Given exercise: Rewrite the stretch of the data from the line containing "Annotation task — pin every instance of the brown" through the end, replacing "pin" with "mark" and leaving everything else unchanged. Leave the pictures out of your answer.

Supplied entries:
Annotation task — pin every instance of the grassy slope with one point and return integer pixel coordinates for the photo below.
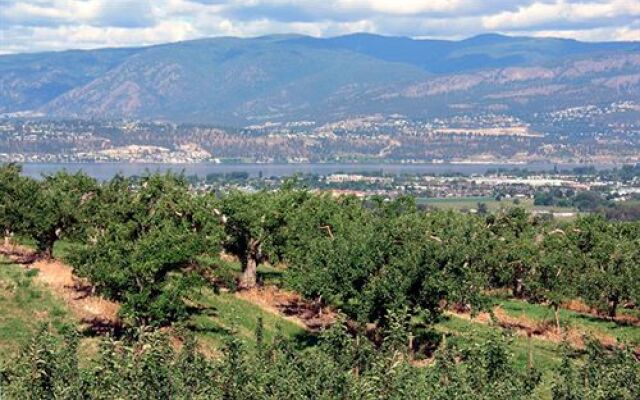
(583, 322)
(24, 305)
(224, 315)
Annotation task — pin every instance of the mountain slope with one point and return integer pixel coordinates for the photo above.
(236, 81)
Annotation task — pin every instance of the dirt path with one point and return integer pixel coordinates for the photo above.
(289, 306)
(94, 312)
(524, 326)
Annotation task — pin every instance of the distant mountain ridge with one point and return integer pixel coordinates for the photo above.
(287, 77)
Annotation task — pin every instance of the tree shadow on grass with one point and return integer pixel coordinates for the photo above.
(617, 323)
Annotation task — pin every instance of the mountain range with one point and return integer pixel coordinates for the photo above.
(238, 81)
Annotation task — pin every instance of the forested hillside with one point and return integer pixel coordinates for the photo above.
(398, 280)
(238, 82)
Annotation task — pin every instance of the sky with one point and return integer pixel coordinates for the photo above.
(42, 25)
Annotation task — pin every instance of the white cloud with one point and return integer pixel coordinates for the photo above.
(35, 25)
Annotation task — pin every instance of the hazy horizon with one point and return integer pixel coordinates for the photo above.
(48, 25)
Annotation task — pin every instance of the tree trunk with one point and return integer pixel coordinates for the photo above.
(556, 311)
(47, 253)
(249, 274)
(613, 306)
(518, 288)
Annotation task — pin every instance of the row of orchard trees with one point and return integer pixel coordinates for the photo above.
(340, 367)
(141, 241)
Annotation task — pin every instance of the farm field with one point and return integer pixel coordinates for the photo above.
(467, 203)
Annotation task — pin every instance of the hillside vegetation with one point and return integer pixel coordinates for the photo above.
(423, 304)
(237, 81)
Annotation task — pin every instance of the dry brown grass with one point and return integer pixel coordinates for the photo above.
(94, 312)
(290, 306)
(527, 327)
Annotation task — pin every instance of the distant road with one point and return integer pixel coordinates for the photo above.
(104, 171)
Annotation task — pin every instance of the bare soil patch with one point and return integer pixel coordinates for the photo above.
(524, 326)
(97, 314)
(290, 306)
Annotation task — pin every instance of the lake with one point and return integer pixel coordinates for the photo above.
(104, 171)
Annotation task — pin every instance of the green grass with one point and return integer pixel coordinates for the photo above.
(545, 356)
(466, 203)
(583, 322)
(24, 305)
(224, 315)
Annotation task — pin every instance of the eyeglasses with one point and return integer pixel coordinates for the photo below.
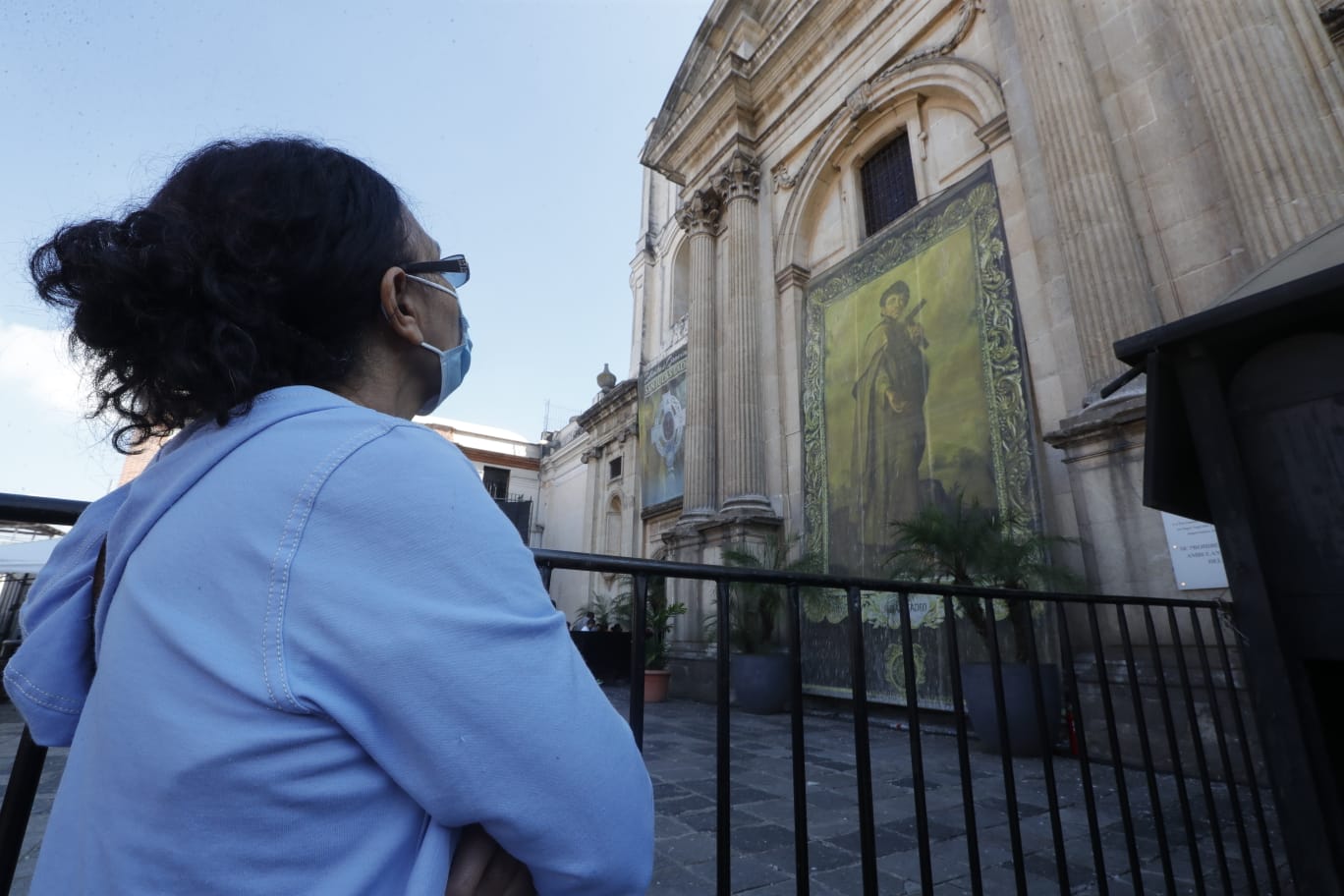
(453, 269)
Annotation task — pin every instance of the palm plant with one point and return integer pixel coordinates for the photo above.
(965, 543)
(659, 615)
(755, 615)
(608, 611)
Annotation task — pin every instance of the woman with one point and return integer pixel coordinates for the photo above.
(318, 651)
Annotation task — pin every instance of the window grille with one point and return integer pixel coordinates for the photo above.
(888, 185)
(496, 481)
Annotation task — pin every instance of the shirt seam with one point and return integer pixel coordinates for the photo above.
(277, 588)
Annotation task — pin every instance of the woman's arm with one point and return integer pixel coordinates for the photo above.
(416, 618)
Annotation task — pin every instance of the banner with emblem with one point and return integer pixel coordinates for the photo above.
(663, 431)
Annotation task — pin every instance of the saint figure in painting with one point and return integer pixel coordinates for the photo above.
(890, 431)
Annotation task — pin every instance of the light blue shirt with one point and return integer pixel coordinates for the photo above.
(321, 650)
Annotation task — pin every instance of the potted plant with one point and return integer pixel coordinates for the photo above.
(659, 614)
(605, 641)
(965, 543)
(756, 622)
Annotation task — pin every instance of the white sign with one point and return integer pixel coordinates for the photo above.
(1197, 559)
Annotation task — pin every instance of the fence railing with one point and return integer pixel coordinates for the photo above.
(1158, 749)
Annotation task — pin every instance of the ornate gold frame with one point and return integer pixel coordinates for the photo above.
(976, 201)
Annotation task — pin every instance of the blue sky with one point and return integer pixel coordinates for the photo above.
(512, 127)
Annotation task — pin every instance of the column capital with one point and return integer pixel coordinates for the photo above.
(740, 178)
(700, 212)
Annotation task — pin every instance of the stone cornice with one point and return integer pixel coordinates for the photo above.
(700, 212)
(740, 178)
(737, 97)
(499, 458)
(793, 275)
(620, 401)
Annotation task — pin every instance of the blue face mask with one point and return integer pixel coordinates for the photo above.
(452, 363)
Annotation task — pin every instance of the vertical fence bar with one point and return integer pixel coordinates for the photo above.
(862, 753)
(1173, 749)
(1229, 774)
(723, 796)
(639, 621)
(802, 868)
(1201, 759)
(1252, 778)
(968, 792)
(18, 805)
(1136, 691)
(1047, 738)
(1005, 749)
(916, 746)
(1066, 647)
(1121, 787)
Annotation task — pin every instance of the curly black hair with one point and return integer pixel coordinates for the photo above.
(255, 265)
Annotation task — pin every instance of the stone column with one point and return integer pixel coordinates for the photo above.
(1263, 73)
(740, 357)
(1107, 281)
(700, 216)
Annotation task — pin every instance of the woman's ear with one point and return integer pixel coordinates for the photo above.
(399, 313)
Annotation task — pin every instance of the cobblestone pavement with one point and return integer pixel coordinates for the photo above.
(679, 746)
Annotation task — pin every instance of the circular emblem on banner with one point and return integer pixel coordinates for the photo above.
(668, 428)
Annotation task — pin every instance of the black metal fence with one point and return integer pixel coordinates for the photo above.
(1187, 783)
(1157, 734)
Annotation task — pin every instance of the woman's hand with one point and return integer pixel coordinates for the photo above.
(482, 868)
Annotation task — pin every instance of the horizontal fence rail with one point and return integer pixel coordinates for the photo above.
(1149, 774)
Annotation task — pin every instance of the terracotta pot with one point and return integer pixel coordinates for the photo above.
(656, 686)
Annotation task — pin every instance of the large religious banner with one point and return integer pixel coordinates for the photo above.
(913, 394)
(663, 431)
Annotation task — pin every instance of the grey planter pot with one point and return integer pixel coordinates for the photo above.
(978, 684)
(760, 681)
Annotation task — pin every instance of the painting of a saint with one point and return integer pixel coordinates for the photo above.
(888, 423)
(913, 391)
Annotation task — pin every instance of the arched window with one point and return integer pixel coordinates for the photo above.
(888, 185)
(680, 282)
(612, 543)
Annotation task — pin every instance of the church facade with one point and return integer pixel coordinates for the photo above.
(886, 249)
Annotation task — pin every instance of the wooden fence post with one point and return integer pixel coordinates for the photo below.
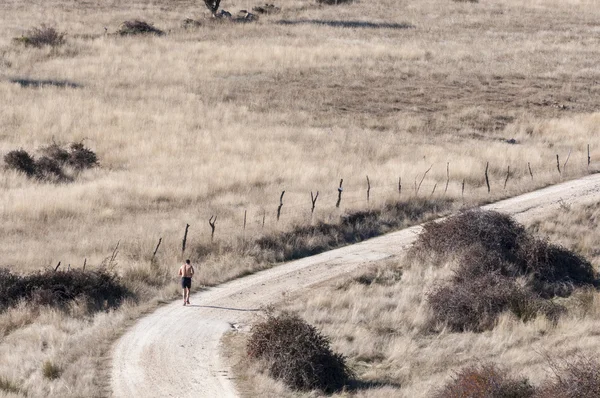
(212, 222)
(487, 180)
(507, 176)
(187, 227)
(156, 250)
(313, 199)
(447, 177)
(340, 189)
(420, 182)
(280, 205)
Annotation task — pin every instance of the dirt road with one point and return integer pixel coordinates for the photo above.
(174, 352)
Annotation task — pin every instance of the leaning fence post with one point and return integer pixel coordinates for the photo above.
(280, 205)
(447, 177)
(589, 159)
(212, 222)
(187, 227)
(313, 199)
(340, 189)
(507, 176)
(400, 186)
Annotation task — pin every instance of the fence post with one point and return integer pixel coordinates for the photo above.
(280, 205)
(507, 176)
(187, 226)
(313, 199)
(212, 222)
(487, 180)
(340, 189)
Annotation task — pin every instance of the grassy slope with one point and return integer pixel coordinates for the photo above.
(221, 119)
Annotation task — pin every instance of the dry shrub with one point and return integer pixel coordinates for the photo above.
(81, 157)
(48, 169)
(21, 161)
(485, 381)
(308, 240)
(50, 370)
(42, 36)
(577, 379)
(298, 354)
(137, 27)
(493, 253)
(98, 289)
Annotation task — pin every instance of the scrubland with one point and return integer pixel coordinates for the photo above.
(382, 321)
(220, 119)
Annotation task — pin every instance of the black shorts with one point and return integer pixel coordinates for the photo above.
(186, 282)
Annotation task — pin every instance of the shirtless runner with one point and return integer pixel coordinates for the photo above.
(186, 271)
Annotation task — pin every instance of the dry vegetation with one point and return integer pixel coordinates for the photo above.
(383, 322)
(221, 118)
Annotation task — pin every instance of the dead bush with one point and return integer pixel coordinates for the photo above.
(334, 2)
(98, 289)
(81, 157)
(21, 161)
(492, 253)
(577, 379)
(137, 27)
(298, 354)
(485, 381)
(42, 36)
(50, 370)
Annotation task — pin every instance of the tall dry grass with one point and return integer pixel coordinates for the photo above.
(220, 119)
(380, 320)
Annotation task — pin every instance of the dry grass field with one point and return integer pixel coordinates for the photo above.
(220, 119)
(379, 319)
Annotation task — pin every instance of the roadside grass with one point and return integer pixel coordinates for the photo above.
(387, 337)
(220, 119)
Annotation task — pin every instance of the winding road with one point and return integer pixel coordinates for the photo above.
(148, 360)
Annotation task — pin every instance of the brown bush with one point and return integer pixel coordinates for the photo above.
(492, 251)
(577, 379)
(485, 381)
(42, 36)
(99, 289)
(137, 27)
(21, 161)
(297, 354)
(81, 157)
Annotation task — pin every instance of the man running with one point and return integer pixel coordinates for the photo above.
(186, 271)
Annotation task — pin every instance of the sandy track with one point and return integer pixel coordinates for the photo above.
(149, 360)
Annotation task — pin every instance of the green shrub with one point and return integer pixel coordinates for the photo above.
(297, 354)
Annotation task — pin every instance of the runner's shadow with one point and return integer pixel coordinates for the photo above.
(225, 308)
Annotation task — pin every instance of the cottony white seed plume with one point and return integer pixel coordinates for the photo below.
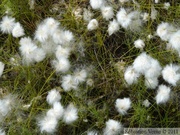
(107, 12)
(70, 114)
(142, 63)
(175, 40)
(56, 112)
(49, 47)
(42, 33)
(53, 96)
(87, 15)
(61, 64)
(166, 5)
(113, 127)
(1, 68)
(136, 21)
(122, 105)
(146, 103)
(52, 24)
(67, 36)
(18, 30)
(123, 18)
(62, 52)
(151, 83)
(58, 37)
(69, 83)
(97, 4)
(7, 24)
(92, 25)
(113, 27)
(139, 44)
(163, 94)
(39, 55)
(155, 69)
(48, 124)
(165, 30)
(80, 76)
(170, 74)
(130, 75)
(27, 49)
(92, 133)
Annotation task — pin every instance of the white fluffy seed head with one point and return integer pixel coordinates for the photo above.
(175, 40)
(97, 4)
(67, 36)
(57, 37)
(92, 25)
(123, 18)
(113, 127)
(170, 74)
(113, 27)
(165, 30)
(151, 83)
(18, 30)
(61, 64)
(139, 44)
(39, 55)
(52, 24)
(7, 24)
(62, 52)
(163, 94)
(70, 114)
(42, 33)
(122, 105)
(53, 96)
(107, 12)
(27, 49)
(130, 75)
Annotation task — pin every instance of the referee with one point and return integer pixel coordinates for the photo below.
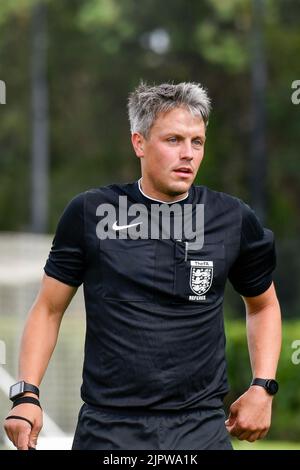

Solution to this exercise:
Annotation task — mark every instance of the brown bush with one point and return integer pixel coordinates for the photo above.
(492, 251)
(577, 379)
(485, 381)
(42, 36)
(99, 289)
(137, 27)
(21, 161)
(297, 354)
(81, 157)
Annotation task — mark every instance of the man running with one point and return integer pixel coordinates for the photo above.
(186, 271)
Annotation task — mark every instance of the sandy track with one point and return integer pixel coordinates for the photo above.
(149, 360)
Annotation task — mark every instance of the green shrub with one point and return integer pixel coordinates for the photo above.
(297, 354)
Annotation task — mark every instance of the runner's shadow with one point and return integer pixel coordinates for the photo above.
(225, 308)
Annotation task — mark every instance of the cottony white seed plume with one point and return integer pixel coordinates for the photo below.
(107, 12)
(70, 114)
(142, 63)
(175, 40)
(56, 112)
(49, 47)
(42, 33)
(53, 96)
(87, 15)
(61, 64)
(166, 5)
(113, 127)
(1, 68)
(136, 21)
(122, 105)
(146, 103)
(52, 24)
(67, 36)
(18, 30)
(123, 18)
(62, 52)
(151, 83)
(58, 37)
(69, 83)
(97, 4)
(7, 24)
(92, 25)
(113, 27)
(139, 44)
(163, 94)
(39, 55)
(155, 69)
(48, 124)
(165, 30)
(80, 76)
(170, 74)
(130, 75)
(27, 49)
(92, 133)
Annotation task — mark every instance of the white fluffy seed head with one point and return integer pixel coordinates for the photo above.
(175, 40)
(97, 4)
(67, 36)
(57, 37)
(92, 25)
(123, 18)
(113, 127)
(170, 74)
(113, 27)
(165, 30)
(151, 83)
(18, 30)
(61, 64)
(139, 44)
(39, 55)
(52, 24)
(7, 24)
(62, 52)
(163, 94)
(70, 114)
(42, 33)
(122, 105)
(53, 96)
(107, 12)
(27, 49)
(130, 75)
Annotation task — mark every instance of the referee with one point and return integer pixel coordinates for the photo below.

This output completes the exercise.